* [EXERCISE INPUTS]
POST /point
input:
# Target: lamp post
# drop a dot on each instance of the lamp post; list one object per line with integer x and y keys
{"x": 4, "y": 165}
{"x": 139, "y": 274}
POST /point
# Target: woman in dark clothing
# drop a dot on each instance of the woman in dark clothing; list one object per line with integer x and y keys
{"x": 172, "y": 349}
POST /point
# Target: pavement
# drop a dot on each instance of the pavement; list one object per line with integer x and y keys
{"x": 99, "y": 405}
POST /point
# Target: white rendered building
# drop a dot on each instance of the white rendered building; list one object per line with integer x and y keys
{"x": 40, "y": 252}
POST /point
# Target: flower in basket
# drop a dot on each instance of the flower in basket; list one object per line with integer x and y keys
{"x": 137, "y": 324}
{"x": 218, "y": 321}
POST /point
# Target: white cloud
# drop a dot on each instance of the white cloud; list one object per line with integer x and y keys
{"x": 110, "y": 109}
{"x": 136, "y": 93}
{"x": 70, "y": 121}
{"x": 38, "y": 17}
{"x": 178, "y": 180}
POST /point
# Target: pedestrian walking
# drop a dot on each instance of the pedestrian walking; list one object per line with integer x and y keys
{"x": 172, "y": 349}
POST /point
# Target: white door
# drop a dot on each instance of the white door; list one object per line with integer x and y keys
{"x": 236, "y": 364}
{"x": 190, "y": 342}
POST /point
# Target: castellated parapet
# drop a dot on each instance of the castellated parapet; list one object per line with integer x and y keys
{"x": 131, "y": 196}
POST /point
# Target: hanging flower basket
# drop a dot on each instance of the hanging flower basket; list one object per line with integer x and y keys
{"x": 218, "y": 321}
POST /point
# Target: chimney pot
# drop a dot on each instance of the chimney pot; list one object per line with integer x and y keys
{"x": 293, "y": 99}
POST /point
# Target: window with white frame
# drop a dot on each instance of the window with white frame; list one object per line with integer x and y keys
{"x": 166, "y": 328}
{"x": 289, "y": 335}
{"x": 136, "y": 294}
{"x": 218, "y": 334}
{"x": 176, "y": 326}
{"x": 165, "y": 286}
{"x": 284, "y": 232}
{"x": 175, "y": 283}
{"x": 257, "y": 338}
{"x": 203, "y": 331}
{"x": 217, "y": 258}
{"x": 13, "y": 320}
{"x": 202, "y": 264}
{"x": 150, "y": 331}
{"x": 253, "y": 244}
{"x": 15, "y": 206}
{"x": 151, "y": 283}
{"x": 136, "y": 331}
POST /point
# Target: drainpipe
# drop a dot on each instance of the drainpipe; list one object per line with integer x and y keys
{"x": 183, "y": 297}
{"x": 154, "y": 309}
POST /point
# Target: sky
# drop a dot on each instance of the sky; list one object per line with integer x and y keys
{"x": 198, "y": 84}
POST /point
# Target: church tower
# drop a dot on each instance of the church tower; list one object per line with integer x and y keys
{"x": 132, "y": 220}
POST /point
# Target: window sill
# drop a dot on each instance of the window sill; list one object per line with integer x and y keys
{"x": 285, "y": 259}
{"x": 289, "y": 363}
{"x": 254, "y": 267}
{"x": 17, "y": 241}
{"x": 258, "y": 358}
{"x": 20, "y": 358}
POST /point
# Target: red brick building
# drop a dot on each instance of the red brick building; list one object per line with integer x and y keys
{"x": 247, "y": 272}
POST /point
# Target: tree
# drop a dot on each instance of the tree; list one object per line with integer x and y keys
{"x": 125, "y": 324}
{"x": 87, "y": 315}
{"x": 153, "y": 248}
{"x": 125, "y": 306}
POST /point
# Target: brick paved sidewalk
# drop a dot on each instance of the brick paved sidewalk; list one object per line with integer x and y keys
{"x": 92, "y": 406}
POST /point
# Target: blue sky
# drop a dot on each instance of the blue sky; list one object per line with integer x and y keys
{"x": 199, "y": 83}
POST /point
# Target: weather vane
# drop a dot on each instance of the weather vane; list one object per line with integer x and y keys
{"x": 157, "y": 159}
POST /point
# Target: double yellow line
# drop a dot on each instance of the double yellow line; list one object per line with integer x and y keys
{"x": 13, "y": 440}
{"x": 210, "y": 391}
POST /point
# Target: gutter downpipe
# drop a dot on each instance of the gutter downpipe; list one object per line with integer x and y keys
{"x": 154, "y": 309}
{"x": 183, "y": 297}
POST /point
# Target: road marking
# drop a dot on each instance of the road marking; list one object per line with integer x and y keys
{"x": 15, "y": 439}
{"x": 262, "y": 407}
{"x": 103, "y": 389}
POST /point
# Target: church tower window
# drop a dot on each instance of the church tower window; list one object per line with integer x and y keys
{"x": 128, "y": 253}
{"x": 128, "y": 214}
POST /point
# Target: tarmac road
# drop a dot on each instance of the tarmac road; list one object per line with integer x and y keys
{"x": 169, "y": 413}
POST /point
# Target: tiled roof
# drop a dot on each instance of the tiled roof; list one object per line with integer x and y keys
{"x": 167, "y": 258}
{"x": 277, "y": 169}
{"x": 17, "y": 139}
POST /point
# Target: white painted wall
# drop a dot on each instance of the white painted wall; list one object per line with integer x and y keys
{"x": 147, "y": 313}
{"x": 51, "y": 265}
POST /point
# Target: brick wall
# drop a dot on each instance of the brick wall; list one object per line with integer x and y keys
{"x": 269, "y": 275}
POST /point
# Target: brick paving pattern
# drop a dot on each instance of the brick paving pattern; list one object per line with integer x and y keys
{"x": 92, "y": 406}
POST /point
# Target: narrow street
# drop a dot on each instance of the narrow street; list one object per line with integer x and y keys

* [STATED TASK]
Retype all of the entries precisely as they are.

* [EXERCISE ANSWER]
POST /point
input:
# Target: lamp post
# drop a dot on each instance of the lamp post; list one object per line with integer x and y keys
{"x": 4, "y": 165}
{"x": 139, "y": 274}
POST /point
# Target: woman in dark clothing
# drop a dot on each instance of the woman in dark clothing; list one object per line with integer x and y keys
{"x": 172, "y": 349}
POST /point
# Target: pavement
# drop a dot on each instance of the pavement; list one object per line with integer x and y keys
{"x": 99, "y": 405}
POST /point
# Target: white rendered building
# drop a dot on each instance of the white rendered building; list one object per line with integer x and y keys
{"x": 40, "y": 252}
POST /point
# Target: flower in basket
# drop a dot on each instance of the flower in basket; list one object per line with integer x and y keys
{"x": 137, "y": 324}
{"x": 218, "y": 321}
POST /point
# Target: white cloud
# drop a dot on each instance of the white cloud; list one object per line with integer x and y keys
{"x": 110, "y": 109}
{"x": 136, "y": 93}
{"x": 70, "y": 121}
{"x": 38, "y": 17}
{"x": 178, "y": 180}
POST /point
# Target: pedestrian walking
# drop a dot on each instance of the pedestrian walking; list one object per line with integer x and y keys
{"x": 172, "y": 349}
POST /point
# Target: white door
# drop a dot on each instance of the white door; list one object per line with integer x and y keys
{"x": 236, "y": 364}
{"x": 190, "y": 342}
POST /point
# Target: castellated parapet
# drop a dot on each instance of the castellated parapet; list one object per line with integer x and y keys
{"x": 131, "y": 196}
POST /point
# Target: hanging flower basket
# drop a dot on each instance of the hanging flower basket; list one object per line with integer x and y keys
{"x": 218, "y": 321}
POST /point
# Target: chimney pot
# drop a dot on each instance of the chimney pot; list one object per line with integer x and y keys
{"x": 293, "y": 99}
POST /point
# Target: window with white frame
# drop a dot on each instance of the window with white frame; list one object per line with integer x and y keys
{"x": 166, "y": 328}
{"x": 289, "y": 335}
{"x": 136, "y": 294}
{"x": 218, "y": 334}
{"x": 176, "y": 326}
{"x": 165, "y": 286}
{"x": 284, "y": 232}
{"x": 175, "y": 283}
{"x": 257, "y": 338}
{"x": 203, "y": 331}
{"x": 217, "y": 258}
{"x": 13, "y": 320}
{"x": 202, "y": 264}
{"x": 150, "y": 331}
{"x": 253, "y": 244}
{"x": 15, "y": 206}
{"x": 151, "y": 283}
{"x": 136, "y": 331}
POST /point
# Target: drainpipe
# drop a dot on each instance of the drainpipe; list one object per line with integer x and y keys
{"x": 183, "y": 297}
{"x": 154, "y": 309}
POST /point
# Target: sky
# drop a dot on each instance of the sky; list one object per line with integer x and y keys
{"x": 198, "y": 84}
POST /point
# Target: church tower
# drop a dot on each instance of the church tower; list one object per line with integer x and y keys
{"x": 132, "y": 220}
POST /point
# Target: window sill
# drop a dot on each instance of the window sill; list one object per line with integer x and y keys
{"x": 285, "y": 259}
{"x": 289, "y": 363}
{"x": 254, "y": 267}
{"x": 17, "y": 241}
{"x": 258, "y": 358}
{"x": 20, "y": 358}
POST /point
# Target: red brick building
# drop a dot on each instance of the red brick building; list one object per line with integer x and y keys
{"x": 247, "y": 272}
POST /point
# Target: tree
# drop a dot on each instance of the tree; list one object per line with integer x and y keys
{"x": 125, "y": 324}
{"x": 87, "y": 315}
{"x": 153, "y": 248}
{"x": 125, "y": 306}
POST /point
# Target: brick paved sidewalk
# drop a dot on each instance of the brick paved sidewalk; list one object per line with integer x and y keys
{"x": 92, "y": 406}
POST /point
# Target: blue sky
# drop a dot on each instance of the blue sky; list one object per line with integer x and y keys
{"x": 199, "y": 83}
POST /point
# Target: weather vane
# drop a dot on each instance of the weather vane; list one object per line with integer x and y keys
{"x": 157, "y": 159}
POST /point
# Target: double yellow line
# drop a dot on each instance of the double yellow line; list one object per line with integer x and y keys
{"x": 13, "y": 440}
{"x": 210, "y": 391}
POST /point
# Target: gutter downpipe
# drop a dot on each instance of the gutter downpipe; list one object per line with integer x and y keys
{"x": 154, "y": 309}
{"x": 183, "y": 297}
POST /point
# Target: road marking
# drop a dot on each instance of the road marking; list one object per line with integer x and y keys
{"x": 15, "y": 439}
{"x": 262, "y": 407}
{"x": 103, "y": 389}
POST /point
# Target: church tower window
# drop a dot on each instance of the church tower window; list one object per line with integer x and y keys
{"x": 128, "y": 253}
{"x": 128, "y": 214}
POST /point
# Target: tarmac road
# drop a dot on each instance of the tarmac road; list one object per line with integer x and y keys
{"x": 169, "y": 413}
POST /point
# Target: tiled roof
# drop a dot on each instance of the tiled roof; list one object per line with integer x and y keys
{"x": 167, "y": 258}
{"x": 277, "y": 169}
{"x": 17, "y": 139}
POST /point
# Target: white painted wall
# drop a dot on each instance of the white painted wall; list one object per line with integer x and y keys
{"x": 147, "y": 313}
{"x": 51, "y": 265}
POST /point
# Target: brick wall
# drop a dot on each instance of the brick wall; list one object per line with integer x and y keys
{"x": 269, "y": 275}
POST /point
# Target: brick paving pattern
# drop a dot on each instance of the brick paving pattern; list one object per line with integer x and y keys
{"x": 92, "y": 406}
POST /point
# Target: narrow street
# drop a dot on each instance of the narrow street; list one object per line with integer x and y keys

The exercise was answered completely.